Exercise:
Reproduce the listing below line for line, without any changes, and omit the pictures.

Dataset content:
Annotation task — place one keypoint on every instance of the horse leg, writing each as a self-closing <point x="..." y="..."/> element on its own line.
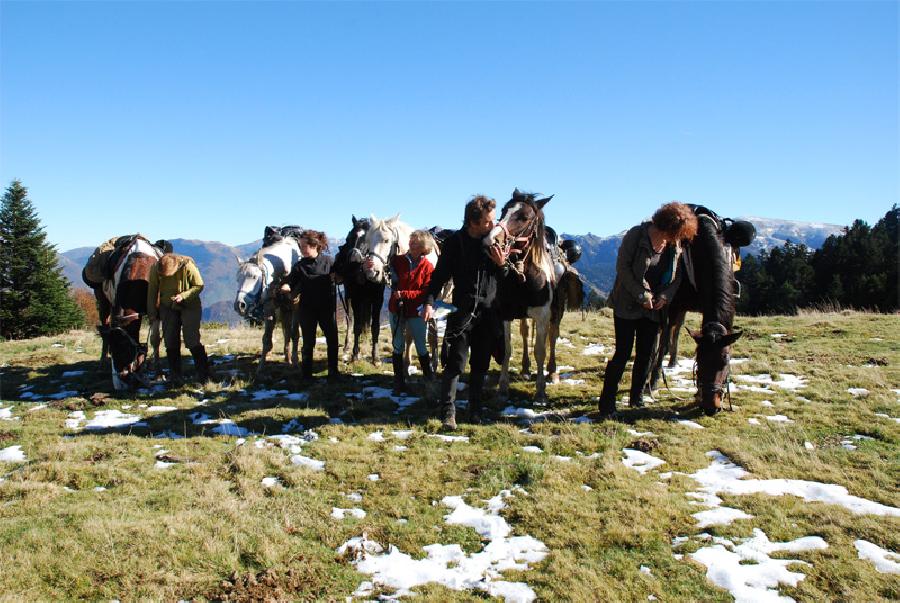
<point x="526" y="357"/>
<point x="503" y="385"/>
<point x="551" y="365"/>
<point x="540" y="349"/>
<point x="267" y="343"/>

Response to the exercise:
Annotation task — place one keypoint on every instance of the horse leg, writing each as a self-closing <point x="..." y="..."/> element on its own line.
<point x="526" y="357"/>
<point x="503" y="385"/>
<point x="551" y="365"/>
<point x="540" y="349"/>
<point x="267" y="343"/>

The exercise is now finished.